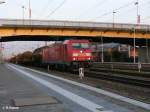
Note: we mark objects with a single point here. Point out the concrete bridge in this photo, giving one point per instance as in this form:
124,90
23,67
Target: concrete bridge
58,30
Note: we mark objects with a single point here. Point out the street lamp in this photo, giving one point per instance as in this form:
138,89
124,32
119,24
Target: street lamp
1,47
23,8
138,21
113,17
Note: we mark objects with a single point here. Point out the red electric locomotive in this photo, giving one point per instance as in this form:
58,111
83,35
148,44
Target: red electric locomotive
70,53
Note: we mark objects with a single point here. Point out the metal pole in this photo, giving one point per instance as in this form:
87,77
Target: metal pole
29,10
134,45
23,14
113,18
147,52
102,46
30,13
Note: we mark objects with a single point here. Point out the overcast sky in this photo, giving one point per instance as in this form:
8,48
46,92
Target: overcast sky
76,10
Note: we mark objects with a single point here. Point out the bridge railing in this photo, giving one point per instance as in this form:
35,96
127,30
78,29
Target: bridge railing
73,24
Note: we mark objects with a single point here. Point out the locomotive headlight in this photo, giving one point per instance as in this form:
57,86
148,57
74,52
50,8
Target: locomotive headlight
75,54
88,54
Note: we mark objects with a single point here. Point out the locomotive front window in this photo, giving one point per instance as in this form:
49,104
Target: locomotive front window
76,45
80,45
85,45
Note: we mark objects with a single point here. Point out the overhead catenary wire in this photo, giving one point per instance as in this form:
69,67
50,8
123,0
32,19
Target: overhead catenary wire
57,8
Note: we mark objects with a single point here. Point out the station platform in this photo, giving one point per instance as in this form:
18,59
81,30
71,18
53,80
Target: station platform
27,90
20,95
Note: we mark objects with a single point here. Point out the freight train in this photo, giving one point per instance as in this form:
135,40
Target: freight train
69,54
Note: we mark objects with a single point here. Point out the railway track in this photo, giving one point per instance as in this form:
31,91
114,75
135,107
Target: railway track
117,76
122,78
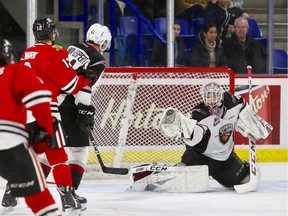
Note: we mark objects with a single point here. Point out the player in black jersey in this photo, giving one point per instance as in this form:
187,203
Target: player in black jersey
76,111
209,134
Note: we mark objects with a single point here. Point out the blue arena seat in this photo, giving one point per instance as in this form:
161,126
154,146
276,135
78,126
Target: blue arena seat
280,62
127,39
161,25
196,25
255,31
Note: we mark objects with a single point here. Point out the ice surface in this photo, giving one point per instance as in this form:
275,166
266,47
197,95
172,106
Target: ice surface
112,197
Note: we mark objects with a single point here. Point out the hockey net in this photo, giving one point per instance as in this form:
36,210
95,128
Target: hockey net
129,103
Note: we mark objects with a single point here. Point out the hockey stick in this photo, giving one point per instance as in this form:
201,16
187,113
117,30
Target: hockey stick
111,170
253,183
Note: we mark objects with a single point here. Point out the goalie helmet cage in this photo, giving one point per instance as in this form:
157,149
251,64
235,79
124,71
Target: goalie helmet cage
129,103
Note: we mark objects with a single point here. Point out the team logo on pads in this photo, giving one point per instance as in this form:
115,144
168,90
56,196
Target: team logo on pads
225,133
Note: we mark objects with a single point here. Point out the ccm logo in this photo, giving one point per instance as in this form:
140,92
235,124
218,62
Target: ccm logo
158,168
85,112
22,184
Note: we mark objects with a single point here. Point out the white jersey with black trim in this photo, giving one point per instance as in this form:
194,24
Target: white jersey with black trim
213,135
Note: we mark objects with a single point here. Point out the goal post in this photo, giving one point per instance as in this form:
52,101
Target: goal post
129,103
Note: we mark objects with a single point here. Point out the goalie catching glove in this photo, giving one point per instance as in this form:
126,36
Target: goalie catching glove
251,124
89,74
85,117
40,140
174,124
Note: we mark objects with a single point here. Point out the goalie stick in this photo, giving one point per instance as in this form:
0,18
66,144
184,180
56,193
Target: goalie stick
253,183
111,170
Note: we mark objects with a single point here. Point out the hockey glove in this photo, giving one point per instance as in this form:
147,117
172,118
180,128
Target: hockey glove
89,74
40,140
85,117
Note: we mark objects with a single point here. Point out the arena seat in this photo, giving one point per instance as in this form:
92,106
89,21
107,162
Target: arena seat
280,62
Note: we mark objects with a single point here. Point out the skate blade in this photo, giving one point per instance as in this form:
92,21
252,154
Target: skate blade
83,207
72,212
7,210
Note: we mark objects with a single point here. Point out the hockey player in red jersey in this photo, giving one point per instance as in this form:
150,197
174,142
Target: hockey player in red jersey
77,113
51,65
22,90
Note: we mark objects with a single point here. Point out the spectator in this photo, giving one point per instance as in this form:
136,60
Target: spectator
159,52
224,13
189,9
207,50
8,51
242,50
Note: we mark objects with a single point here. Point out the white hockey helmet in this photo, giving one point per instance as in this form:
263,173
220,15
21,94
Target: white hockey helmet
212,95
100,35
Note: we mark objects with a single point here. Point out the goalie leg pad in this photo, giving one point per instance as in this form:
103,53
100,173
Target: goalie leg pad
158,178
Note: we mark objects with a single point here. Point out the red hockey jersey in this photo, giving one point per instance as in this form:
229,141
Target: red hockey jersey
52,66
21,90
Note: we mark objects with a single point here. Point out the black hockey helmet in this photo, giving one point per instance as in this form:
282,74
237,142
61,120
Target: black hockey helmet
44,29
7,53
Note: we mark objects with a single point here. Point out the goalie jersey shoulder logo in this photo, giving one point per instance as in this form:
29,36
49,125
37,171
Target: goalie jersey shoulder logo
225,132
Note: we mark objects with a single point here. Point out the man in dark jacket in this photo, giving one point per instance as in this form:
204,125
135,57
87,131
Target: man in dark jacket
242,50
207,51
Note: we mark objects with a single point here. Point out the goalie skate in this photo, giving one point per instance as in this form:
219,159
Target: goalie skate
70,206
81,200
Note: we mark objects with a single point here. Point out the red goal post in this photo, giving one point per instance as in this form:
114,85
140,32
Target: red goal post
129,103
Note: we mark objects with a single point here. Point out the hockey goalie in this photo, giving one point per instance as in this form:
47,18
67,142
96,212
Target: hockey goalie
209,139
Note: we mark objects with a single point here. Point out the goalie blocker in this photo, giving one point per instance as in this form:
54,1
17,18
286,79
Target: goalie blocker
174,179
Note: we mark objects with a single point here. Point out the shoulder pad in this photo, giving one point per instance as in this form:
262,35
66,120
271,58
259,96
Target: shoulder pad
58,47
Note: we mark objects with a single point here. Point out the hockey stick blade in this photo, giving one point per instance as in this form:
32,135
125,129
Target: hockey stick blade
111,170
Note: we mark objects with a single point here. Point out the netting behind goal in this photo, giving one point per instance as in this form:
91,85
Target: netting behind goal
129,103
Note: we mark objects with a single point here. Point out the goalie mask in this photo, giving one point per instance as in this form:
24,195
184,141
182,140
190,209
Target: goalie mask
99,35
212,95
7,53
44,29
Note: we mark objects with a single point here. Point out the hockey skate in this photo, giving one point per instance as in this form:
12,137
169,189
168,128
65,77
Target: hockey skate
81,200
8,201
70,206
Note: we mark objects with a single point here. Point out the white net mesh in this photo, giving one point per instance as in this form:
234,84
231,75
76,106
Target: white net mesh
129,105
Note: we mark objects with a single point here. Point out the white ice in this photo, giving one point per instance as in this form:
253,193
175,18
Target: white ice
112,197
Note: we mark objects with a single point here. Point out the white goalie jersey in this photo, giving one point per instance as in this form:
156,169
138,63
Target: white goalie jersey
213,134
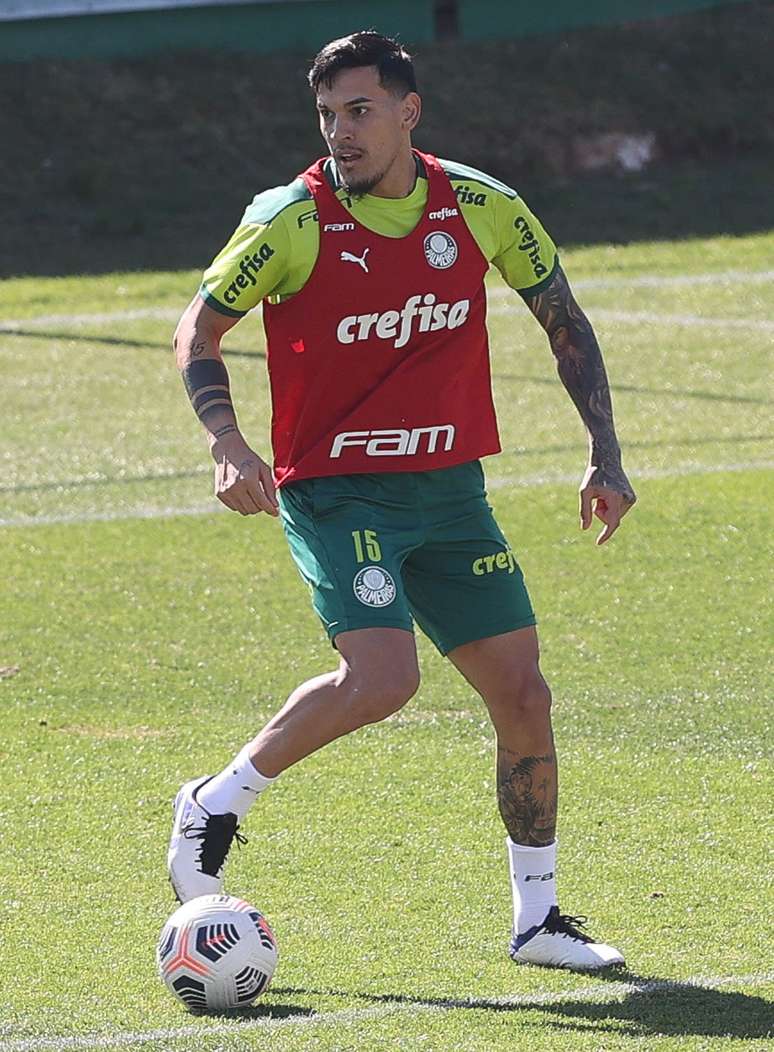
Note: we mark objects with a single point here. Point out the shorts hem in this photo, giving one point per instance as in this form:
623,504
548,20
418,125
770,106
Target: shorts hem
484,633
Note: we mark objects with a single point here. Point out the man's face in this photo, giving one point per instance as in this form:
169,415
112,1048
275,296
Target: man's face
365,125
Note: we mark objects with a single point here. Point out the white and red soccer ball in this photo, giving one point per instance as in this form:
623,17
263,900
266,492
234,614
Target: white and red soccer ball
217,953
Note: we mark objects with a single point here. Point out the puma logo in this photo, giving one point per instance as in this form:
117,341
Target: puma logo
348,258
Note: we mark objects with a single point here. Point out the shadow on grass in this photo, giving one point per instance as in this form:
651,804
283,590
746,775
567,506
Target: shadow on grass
######
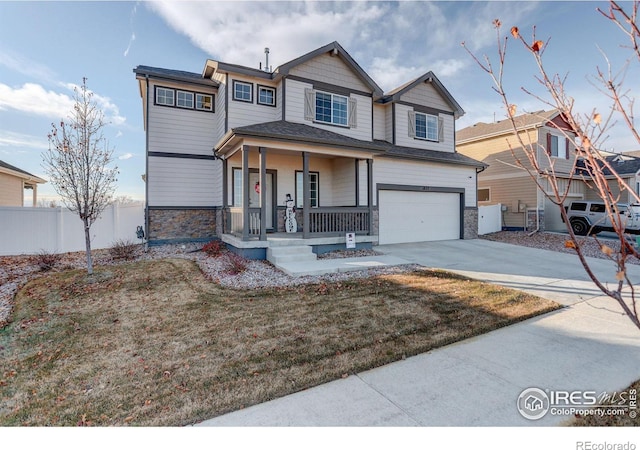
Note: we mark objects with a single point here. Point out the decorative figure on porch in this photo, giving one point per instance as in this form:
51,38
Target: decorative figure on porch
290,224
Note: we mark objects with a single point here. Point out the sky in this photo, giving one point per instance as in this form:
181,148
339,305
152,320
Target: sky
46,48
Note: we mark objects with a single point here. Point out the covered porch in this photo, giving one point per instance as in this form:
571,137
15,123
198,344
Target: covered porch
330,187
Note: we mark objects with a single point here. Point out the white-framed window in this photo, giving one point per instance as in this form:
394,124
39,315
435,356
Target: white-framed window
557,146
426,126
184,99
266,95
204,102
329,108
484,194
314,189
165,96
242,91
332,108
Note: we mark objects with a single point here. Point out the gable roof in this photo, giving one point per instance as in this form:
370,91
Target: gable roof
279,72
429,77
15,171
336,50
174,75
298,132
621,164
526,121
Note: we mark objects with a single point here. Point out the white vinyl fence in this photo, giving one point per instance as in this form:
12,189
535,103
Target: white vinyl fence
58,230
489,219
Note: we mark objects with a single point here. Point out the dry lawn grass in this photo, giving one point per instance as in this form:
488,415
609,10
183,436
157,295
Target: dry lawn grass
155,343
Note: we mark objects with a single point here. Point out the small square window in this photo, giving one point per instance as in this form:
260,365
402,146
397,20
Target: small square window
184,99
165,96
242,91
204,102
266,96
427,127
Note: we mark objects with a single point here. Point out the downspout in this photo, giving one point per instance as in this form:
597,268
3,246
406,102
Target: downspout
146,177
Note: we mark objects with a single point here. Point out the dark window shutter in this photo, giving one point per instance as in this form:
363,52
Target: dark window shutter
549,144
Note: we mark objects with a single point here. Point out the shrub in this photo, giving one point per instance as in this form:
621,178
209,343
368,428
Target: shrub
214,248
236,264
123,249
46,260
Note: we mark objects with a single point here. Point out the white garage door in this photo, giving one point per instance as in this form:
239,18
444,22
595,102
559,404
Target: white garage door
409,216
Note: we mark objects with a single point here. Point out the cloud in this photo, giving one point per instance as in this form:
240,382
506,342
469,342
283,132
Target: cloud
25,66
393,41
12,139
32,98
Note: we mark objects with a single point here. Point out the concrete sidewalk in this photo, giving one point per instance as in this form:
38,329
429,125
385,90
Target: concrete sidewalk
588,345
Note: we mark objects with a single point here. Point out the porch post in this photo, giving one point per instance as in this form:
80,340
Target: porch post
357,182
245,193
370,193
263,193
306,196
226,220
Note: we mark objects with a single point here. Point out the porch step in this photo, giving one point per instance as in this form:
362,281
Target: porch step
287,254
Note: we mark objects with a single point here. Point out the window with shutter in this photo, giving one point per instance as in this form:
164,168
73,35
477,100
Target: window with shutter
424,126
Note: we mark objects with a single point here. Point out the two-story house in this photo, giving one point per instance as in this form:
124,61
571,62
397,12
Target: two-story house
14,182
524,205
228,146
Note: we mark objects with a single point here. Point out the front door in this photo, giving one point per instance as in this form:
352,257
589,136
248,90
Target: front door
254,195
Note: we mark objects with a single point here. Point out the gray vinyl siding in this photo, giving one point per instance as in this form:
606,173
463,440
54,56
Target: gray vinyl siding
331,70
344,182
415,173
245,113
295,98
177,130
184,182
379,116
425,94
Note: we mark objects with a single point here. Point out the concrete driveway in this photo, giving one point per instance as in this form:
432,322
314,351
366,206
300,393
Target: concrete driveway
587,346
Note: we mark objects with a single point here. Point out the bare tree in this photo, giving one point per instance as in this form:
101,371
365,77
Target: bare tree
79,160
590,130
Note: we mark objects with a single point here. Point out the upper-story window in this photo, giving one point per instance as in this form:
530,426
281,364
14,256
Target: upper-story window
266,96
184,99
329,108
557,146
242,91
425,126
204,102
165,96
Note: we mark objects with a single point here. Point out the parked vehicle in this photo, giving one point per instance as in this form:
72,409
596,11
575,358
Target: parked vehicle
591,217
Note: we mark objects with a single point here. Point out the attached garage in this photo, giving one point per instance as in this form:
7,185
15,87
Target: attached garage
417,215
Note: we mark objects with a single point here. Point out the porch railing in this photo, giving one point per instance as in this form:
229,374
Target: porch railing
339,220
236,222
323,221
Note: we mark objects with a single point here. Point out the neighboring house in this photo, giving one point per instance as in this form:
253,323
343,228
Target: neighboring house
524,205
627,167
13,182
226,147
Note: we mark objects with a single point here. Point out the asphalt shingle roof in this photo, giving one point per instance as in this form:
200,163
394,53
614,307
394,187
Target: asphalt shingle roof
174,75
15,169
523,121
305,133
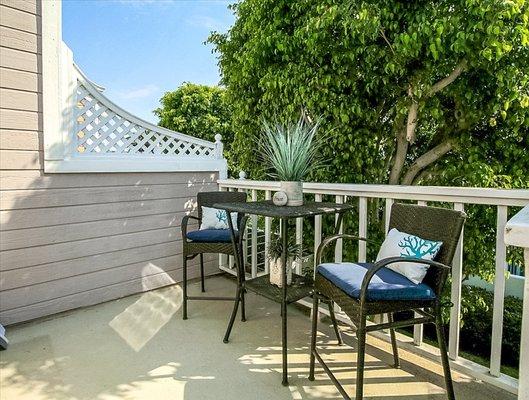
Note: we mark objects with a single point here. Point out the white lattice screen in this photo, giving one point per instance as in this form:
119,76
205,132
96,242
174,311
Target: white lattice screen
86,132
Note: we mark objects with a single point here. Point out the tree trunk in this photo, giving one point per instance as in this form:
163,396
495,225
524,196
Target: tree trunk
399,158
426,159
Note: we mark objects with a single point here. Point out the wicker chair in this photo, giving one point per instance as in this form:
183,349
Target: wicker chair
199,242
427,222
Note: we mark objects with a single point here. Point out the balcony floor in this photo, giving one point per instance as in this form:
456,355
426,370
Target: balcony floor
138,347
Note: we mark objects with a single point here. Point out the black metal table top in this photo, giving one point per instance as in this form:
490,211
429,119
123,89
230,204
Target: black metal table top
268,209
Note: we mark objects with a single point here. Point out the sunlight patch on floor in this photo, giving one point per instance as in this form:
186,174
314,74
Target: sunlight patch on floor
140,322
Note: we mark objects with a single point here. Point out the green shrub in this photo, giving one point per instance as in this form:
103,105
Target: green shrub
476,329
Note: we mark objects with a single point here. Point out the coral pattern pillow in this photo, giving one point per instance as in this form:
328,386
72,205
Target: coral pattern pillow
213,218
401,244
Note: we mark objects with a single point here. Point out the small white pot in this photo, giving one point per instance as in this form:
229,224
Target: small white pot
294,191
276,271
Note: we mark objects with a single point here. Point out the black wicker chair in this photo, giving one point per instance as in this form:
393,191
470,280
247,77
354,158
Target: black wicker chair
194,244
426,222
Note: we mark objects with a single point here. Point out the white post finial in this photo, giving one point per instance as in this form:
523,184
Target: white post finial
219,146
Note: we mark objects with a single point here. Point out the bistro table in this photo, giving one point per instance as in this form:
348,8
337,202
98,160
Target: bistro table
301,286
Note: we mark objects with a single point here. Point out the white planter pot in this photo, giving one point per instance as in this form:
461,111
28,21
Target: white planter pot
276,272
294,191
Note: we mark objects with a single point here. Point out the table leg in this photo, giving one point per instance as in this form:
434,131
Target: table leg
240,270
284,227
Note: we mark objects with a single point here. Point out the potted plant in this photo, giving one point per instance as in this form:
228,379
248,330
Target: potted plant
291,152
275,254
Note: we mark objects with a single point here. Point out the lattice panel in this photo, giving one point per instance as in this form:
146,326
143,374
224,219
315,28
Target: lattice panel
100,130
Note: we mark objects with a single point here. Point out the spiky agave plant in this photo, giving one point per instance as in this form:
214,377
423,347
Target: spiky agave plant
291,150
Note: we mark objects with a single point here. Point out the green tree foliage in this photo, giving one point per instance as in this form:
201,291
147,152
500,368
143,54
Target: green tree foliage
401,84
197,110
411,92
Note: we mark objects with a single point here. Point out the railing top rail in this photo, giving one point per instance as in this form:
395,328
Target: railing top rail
######
A complete answer reproduces every line of the records in which the word "shadow" occurs.

Note: we mark objects with a single point here. Point out the shadow on grass in this photo, giving one point per instance as in this form:
Target: shadow on grass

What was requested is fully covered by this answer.